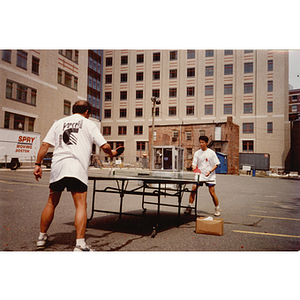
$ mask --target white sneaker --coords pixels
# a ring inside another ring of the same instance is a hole
[[[36,246],[38,248],[44,248],[46,246],[47,240],[48,240],[48,235],[45,234],[43,238],[37,240]]]
[[[216,217],[221,216],[221,208],[220,208],[220,206],[216,206],[215,207],[215,216]]]
[[[77,252],[77,251],[91,251],[91,252],[95,252],[95,250],[93,250],[90,246],[86,245],[85,248],[79,246],[79,245],[76,245],[75,248],[74,248],[74,252]]]

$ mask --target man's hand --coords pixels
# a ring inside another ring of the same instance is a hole
[[[42,173],[43,173],[42,167],[36,165],[33,171],[36,181],[39,181],[39,178],[42,178]]]

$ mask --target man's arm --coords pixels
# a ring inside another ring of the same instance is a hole
[[[36,159],[36,165],[35,165],[35,168],[34,168],[34,171],[33,171],[33,174],[34,174],[35,179],[37,181],[39,181],[39,178],[42,178],[42,167],[41,167],[41,165],[43,163],[43,159],[44,159],[45,155],[48,152],[49,147],[50,147],[50,144],[43,142],[40,149],[39,149],[37,159]]]
[[[105,143],[101,146],[101,149],[103,150],[104,153],[108,154],[109,157],[114,157],[117,155],[117,150],[112,150],[110,147],[110,144]]]
[[[216,168],[218,167],[218,165],[214,165],[213,167],[212,167],[212,169],[209,171],[209,172],[207,172],[206,174],[205,174],[205,176],[206,177],[208,177]]]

◆ Work task
Return exactly, and only, the lines above starting at the line that contains "hand --coords pixels" and ending at the line that contains "arm --coords pixels".

◆ Task solution
$ mask --target man's hand --coords pixels
# a ring inside another ring of the same instance is a hole
[[[42,173],[43,173],[42,167],[36,165],[33,171],[36,181],[39,181],[39,178],[42,178]]]

$ mask --target man's arm --coords pixels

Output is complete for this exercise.